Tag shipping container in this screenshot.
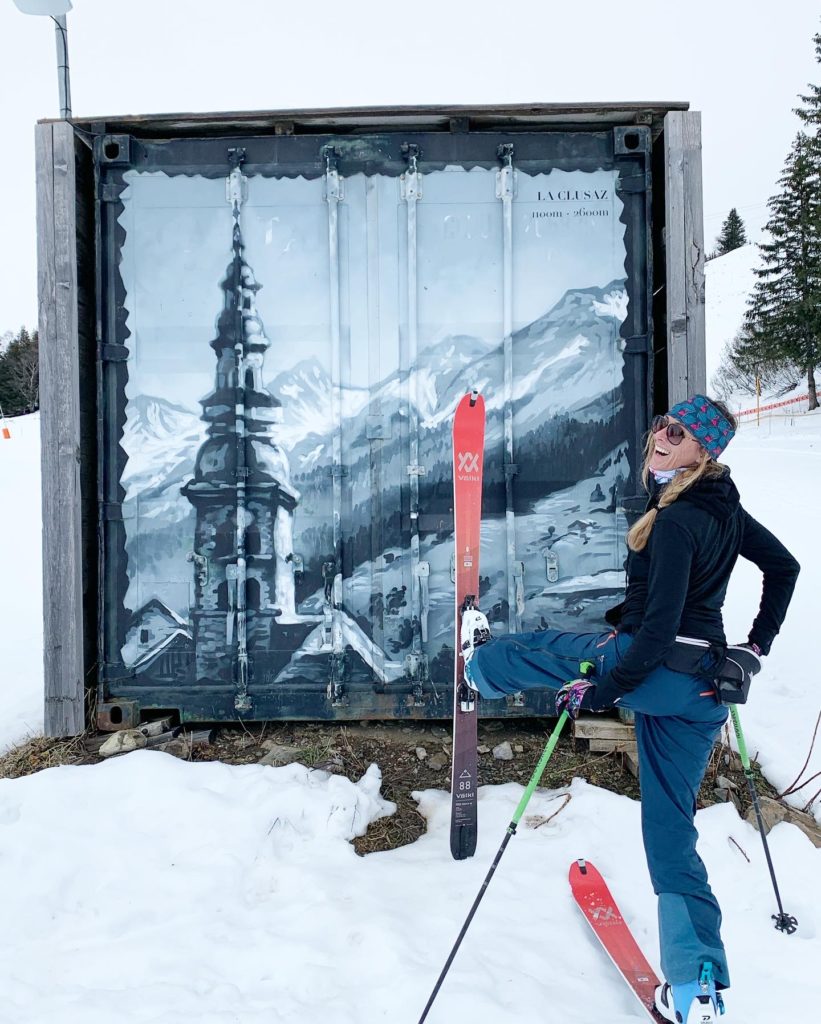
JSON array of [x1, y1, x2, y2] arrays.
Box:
[[36, 104, 707, 735]]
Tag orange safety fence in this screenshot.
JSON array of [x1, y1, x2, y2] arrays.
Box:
[[736, 393, 810, 418]]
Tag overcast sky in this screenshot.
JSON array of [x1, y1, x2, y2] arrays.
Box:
[[0, 0, 818, 334]]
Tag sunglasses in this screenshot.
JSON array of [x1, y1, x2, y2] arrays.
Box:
[[651, 415, 687, 446]]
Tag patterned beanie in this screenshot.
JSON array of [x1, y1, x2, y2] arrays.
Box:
[[668, 394, 736, 459]]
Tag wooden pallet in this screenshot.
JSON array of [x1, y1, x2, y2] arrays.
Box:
[[573, 717, 640, 778]]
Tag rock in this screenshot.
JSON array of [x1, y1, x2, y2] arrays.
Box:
[[428, 756, 447, 771], [746, 796, 821, 848], [99, 730, 148, 757], [258, 744, 304, 767], [514, 744, 524, 753], [158, 738, 190, 759], [477, 745, 491, 754], [314, 754, 344, 771], [415, 747, 428, 761], [715, 775, 738, 791], [493, 741, 514, 761]]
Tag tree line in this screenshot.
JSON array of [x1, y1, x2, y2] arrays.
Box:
[[716, 26, 821, 410], [0, 326, 39, 416]]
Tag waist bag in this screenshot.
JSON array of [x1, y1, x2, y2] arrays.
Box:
[[663, 635, 762, 705]]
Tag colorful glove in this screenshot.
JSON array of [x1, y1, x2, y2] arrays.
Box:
[[555, 679, 596, 719]]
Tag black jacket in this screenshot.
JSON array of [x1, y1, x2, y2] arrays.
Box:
[[596, 468, 799, 705]]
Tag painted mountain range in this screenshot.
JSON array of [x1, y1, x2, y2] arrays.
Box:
[[120, 279, 630, 615]]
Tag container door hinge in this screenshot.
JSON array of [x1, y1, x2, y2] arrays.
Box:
[[102, 501, 123, 522], [101, 343, 129, 362], [623, 334, 652, 356]]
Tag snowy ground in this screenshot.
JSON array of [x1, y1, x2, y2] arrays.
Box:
[[1, 245, 820, 1021], [0, 411, 42, 753], [0, 752, 818, 1024]]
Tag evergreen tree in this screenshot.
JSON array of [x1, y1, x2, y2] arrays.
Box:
[[746, 132, 821, 409], [0, 326, 39, 415], [795, 29, 821, 140], [715, 208, 747, 255]]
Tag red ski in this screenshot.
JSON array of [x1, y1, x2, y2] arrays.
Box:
[[569, 859, 666, 1022], [450, 390, 485, 860]]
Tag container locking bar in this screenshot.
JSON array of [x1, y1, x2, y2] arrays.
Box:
[[496, 143, 520, 634], [324, 146, 347, 705]]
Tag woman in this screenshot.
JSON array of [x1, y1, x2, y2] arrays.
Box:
[[461, 395, 799, 1024]]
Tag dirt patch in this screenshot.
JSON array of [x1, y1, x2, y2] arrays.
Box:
[[0, 715, 781, 856]]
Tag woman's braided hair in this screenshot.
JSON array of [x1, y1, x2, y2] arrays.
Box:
[[626, 399, 738, 553]]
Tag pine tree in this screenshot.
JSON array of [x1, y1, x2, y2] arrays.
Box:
[[0, 326, 39, 414], [795, 29, 821, 139], [716, 208, 747, 255], [746, 132, 821, 409]]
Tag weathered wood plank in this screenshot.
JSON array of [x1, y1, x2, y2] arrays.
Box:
[[588, 738, 638, 754], [664, 111, 706, 404], [37, 120, 85, 737], [573, 719, 636, 742]]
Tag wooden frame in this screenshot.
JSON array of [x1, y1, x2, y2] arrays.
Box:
[[37, 120, 85, 737], [664, 111, 707, 403]]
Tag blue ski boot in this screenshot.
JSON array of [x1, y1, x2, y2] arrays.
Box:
[[654, 962, 725, 1023]]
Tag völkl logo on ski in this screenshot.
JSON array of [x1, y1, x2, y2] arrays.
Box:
[[456, 451, 480, 477]]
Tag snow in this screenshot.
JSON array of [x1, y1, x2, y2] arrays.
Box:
[[0, 761, 817, 1023], [705, 244, 760, 391], [0, 412, 42, 753], [1, 244, 820, 1020], [720, 410, 821, 810]]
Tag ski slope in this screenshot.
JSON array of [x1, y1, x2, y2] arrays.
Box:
[[1, 247, 820, 1022]]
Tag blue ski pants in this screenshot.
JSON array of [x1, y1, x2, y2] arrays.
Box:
[[469, 628, 730, 988]]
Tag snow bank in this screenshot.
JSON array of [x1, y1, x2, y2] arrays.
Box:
[[705, 245, 759, 390], [721, 410, 821, 818], [0, 759, 817, 1023], [0, 412, 42, 752]]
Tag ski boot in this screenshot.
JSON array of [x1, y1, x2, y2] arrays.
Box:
[[459, 603, 491, 692], [654, 963, 725, 1023]]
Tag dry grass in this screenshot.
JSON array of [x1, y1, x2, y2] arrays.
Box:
[[0, 733, 96, 779]]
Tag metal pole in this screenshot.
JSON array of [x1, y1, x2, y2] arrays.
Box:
[[402, 145, 426, 653], [52, 14, 71, 119], [496, 144, 520, 636], [418, 711, 570, 1023], [324, 148, 345, 705], [728, 705, 797, 933]]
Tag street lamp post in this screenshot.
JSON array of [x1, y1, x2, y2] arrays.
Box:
[[12, 1, 73, 120]]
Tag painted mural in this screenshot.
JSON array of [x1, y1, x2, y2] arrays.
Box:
[[115, 158, 631, 706]]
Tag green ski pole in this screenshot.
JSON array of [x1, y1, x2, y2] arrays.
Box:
[[728, 704, 797, 934], [418, 692, 580, 1023]]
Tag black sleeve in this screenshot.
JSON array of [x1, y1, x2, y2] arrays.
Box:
[[606, 516, 696, 695], [740, 509, 800, 655]]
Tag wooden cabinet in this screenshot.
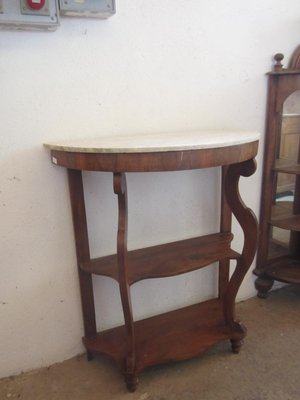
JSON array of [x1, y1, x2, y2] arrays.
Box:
[[276, 114, 300, 193], [45, 131, 258, 391], [254, 46, 300, 297]]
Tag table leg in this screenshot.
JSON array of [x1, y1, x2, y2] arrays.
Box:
[[113, 172, 137, 391], [67, 169, 97, 355], [219, 166, 232, 299], [223, 159, 258, 352]]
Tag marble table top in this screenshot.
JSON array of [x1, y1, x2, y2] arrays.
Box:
[[44, 130, 260, 154]]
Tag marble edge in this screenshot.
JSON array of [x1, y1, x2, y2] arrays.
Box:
[[44, 131, 260, 154]]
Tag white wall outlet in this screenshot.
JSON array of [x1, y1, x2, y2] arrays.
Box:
[[59, 0, 115, 19], [0, 0, 59, 30]]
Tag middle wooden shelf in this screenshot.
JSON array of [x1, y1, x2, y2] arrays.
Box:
[[80, 232, 240, 285]]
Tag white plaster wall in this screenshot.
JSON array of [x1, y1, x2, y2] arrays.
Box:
[[1, 0, 300, 379]]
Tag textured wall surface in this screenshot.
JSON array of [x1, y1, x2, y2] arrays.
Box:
[[1, 0, 300, 378]]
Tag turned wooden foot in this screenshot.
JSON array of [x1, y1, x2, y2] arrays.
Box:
[[255, 276, 274, 299], [125, 373, 139, 392], [230, 338, 243, 354], [229, 322, 246, 354], [86, 351, 94, 361]]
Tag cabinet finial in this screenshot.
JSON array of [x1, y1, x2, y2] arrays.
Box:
[[273, 53, 284, 71]]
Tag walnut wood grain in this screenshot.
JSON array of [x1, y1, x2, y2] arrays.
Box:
[[255, 45, 300, 297], [223, 159, 258, 347], [46, 134, 258, 391], [67, 169, 97, 342], [263, 257, 300, 284], [50, 142, 258, 172], [113, 172, 137, 390], [83, 299, 228, 374], [268, 240, 290, 260], [219, 166, 232, 299]]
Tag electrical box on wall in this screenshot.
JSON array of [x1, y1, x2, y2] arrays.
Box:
[[0, 0, 59, 30], [0, 0, 115, 31], [59, 0, 115, 19]]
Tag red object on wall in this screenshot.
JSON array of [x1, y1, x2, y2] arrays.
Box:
[[26, 0, 46, 10]]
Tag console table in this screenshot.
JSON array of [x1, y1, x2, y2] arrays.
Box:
[[45, 131, 259, 391]]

* **Exercise objective**
Please give again, exactly and only, the lines from the top of the listing above through the line that has "Tag overcast sky in this screenshot.", with pictures left out.

* **Answer to this exercise**
Tag shipping container in this screenshot.
JSON array of [x1, y1, x2, y2] arrays.
Box:
[[36, 104, 707, 735]]
Tag orange safety fence in this screenshot.
JSON array of [x1, y1, x2, y2] arrays.
Box:
[[736, 393, 810, 418]]
Tag overcast sky in this screenshot.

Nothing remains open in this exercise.